## [Tasks to complete]
• 1. Arrange the lines of the window muntin listing below as a Markdown table with two columns, Row and Line, where each row holds a line number and that line. Skip blank lines and leave the pictures out.
• 2. Pick up the question about linking City, State, and Country tables with foreign keys, continuing right after its last sentence.

## [Page text]
I'm importing a CSV into a database that contains multiple entities: City
, State
, and Country
.
I'd like to have a hierarchy of references using foreign keys across the tables:
City.State_Ref
->State.ID
State.Country_Ref
->Country.ID
So the City
table will have the following schema in the end:
CREATE TABLE "City" (
"ID" INTEGER NOT NULL PRIMARY KEY AUTOINCREMENT UNIQUE,
"Name" INTEGER NOT NULL,
"State_Ref" INTEGER,
FOREIGN KEY("State_Ref") REFERENCES "State"("ID")
)
Setting up the State
and Country
tables is easy enough, but when there is the same State
name that occurs in different Country
records, I'm unable to pick the correct one:
UPDATE City SET State_Ref = (SELECT ID from State WHERE City.State = State.Name);
This will match multiple records and LIMIT
just grabs the first one (which isn't always right).

## [Extracted data]
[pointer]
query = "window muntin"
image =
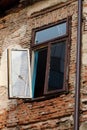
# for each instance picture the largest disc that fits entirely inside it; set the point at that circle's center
(60, 42)
(50, 33)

## [Responses for each task]
• 1.
| Row | Line |
|---|---|
| 1 | [pointer] |
| 2 | query = "window muntin" |
| 3 | image = |
| 4 | # for each instance picture the largest disc that fits entirely inside it; set the point at that circle's center |
| 5 | (60, 42) |
| 6 | (50, 33) |

• 2.
I have also tried JOIN
to create a new table with the correct references:
SELECT City.Name as Name, State.ID as State_Ref
FROM City
INNER JOIN State ON City.State = State.Name
INNER JOIN Country ON City.Country = Country.Name
ORDER BY City.Name ASC;
But this results in multiple records for all of the State
duplicates.
Sample data (the problem happens with "Wonderland" since "Colorado" exists in multiple countries):
Country State Name
United States New York Kingston
United States Texas Paris
England Kent Kingston
United States Maine Paris
France Île-de-France Paris
United States Colorado Denver
Canada Colorado Wonderland
Any pointers for setting State_Ref
properly would be much appreciated!